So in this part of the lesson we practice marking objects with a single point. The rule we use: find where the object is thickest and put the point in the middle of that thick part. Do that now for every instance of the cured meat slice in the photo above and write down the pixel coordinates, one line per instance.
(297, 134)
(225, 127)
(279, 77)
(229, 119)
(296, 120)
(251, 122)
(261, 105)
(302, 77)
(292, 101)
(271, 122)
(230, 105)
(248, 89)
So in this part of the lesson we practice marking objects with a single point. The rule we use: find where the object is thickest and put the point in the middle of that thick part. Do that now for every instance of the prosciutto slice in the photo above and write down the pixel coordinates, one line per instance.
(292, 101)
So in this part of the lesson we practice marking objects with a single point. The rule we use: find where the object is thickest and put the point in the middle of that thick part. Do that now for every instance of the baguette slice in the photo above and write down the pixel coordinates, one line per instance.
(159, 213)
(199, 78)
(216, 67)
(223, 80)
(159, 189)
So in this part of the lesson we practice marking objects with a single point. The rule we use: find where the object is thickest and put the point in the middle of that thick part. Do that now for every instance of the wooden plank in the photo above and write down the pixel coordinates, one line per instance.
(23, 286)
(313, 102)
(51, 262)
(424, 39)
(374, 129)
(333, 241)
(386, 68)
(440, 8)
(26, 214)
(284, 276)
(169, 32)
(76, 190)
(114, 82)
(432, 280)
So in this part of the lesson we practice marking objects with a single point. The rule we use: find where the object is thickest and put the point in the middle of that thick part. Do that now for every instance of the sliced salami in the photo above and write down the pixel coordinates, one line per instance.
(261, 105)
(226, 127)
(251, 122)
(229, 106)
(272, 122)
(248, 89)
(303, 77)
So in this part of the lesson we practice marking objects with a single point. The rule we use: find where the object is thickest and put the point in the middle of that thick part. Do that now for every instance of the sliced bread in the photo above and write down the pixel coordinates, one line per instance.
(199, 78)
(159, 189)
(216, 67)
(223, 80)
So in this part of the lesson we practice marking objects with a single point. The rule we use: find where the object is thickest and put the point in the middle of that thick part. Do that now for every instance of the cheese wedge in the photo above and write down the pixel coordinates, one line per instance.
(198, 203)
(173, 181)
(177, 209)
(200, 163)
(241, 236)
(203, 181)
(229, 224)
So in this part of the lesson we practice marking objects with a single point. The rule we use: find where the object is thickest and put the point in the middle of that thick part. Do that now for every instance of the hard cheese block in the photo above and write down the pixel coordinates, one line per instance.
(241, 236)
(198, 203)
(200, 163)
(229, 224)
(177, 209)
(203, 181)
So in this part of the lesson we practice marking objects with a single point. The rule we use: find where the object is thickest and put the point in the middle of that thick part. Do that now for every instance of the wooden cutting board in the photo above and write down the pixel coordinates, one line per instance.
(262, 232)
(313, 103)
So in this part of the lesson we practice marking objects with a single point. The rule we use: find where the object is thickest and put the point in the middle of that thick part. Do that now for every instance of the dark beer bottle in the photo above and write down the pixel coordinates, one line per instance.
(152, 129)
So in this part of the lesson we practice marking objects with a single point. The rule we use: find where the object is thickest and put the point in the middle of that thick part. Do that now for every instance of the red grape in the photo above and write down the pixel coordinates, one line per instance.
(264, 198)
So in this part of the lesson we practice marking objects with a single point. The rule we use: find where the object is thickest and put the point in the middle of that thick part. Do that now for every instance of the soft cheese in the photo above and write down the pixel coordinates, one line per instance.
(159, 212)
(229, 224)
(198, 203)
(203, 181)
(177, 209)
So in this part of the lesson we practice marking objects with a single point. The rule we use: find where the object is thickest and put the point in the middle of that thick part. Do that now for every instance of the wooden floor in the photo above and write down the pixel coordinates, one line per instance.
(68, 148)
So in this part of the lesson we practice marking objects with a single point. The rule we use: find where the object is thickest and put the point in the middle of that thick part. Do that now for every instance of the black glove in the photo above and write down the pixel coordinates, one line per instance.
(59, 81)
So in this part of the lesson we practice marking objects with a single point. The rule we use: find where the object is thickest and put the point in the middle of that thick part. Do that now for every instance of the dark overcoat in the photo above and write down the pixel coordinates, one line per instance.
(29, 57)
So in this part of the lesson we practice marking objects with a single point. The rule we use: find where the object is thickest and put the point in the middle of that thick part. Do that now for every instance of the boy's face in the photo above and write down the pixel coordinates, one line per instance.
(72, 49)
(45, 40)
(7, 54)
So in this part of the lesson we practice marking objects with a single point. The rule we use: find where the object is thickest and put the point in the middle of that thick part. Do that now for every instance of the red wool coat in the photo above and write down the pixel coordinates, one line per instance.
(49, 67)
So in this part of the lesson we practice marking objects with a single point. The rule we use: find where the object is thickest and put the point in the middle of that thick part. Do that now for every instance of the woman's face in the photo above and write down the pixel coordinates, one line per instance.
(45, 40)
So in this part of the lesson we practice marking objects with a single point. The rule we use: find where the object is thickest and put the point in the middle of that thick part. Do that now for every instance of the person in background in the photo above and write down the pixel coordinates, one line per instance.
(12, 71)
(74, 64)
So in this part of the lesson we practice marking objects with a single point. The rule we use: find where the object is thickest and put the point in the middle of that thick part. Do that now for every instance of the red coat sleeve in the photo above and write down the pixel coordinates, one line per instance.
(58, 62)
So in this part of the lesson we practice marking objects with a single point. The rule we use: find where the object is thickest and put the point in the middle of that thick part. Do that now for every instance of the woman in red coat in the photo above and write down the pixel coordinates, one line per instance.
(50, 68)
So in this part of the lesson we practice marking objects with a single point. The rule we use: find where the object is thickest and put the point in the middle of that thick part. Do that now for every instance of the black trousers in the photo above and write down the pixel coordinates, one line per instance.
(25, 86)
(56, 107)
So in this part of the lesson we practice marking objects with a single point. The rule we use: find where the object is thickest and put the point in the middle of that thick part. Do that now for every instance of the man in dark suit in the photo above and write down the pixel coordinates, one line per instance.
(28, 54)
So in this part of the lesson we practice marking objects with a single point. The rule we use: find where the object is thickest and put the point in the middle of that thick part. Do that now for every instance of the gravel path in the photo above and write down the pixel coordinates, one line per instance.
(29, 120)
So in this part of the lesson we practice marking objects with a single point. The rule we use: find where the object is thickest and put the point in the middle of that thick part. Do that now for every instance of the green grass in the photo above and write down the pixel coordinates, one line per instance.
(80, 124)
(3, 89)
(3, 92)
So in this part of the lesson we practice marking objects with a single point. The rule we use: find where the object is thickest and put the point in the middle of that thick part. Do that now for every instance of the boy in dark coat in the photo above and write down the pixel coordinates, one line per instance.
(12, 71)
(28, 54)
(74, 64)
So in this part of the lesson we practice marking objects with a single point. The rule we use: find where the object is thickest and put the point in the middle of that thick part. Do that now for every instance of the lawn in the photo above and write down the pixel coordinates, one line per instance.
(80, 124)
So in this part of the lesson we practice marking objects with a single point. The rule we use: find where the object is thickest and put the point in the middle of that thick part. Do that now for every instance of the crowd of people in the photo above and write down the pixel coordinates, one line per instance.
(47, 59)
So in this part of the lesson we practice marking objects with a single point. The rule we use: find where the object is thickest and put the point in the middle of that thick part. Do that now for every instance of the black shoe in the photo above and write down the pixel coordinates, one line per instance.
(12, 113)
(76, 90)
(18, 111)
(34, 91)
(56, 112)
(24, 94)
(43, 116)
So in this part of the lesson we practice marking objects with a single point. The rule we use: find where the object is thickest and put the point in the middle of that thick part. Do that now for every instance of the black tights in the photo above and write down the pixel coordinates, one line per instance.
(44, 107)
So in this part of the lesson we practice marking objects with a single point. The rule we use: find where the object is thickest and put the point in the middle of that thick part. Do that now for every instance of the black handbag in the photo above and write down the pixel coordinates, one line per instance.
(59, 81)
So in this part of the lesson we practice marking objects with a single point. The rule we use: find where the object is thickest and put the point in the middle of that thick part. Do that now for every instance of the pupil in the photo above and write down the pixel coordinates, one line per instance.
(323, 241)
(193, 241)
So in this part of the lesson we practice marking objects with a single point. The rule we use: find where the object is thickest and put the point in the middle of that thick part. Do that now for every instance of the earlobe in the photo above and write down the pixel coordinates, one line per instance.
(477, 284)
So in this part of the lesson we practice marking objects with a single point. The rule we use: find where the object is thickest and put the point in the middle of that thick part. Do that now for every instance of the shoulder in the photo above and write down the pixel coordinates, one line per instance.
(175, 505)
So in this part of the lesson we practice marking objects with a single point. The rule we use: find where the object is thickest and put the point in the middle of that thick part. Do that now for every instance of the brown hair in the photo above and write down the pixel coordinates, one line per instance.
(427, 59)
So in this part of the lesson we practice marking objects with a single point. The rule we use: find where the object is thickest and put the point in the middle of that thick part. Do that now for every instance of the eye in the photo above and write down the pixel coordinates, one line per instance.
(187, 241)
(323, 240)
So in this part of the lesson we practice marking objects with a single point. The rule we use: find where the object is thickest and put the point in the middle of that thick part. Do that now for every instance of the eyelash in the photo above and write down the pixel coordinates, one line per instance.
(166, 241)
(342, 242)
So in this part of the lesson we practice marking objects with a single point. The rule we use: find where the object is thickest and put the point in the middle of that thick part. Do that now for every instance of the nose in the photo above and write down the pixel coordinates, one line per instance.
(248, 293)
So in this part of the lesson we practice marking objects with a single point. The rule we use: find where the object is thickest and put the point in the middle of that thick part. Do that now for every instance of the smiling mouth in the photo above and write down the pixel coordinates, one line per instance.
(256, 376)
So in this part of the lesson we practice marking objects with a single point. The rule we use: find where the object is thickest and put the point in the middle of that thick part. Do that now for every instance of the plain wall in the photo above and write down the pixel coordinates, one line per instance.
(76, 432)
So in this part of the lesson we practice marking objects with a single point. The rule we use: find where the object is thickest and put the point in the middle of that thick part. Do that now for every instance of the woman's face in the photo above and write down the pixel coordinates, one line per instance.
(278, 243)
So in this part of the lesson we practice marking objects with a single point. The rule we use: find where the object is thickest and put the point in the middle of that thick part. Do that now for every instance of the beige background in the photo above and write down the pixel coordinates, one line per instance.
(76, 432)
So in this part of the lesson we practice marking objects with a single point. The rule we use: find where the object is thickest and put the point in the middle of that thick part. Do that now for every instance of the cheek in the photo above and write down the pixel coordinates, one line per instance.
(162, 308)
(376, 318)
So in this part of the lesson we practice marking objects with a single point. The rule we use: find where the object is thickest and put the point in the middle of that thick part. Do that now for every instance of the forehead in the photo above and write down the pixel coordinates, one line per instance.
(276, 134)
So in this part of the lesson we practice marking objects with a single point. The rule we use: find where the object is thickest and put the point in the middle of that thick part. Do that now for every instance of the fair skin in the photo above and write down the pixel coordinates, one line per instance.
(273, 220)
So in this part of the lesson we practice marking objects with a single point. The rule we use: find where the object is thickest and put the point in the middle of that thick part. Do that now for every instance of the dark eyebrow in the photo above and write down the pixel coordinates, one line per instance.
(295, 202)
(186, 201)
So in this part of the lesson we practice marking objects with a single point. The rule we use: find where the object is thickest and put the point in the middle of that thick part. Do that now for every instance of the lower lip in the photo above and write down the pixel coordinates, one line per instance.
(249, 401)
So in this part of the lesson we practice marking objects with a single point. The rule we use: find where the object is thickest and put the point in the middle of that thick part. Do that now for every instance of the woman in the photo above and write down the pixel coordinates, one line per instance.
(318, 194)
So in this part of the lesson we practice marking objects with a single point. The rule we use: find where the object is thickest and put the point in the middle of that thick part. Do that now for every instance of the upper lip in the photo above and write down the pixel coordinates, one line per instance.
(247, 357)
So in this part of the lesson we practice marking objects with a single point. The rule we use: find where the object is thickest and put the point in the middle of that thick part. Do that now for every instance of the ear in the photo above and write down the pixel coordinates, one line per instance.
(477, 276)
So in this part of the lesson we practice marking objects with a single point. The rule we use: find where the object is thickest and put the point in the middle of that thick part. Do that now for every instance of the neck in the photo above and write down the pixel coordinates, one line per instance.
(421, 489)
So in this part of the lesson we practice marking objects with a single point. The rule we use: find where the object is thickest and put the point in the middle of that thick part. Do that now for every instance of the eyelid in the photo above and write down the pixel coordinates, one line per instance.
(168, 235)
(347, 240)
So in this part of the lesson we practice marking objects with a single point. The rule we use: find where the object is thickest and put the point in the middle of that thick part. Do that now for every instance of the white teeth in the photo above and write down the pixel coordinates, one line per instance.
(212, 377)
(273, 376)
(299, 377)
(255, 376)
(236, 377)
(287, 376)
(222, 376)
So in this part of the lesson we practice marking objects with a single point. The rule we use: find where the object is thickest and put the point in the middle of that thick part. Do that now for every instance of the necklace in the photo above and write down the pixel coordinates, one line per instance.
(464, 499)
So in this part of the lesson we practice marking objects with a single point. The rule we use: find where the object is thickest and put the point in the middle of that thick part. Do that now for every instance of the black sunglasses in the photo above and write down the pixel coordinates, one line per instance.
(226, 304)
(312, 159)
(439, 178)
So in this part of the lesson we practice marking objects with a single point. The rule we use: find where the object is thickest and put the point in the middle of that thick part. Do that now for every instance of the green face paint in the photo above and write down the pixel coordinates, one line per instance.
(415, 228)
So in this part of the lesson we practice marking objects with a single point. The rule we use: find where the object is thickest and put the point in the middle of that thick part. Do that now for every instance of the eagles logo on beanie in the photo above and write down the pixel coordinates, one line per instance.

→ Instructions to follow
Take the line that contains "the green face" and every line after it through the end of the listing above, and repeat them exactly.

→ Solution to the problem
So in this part of the lesson we practice marking objects with a single point. The rule we use: find where the object is thickest and put the point in the middle of that thick part. Do that now for every instance of the green face paint in the photo above and write down the pixel coordinates, one line per instance.
(415, 228)
So in this part of the lesson we practice marking objects with a single point. The rule we use: find where the object is thickest and put the point in the middle of that thick part. Do that now for every instance of the eagles logo on beanie in the photo above and write down the pixel coordinates, one line per instance.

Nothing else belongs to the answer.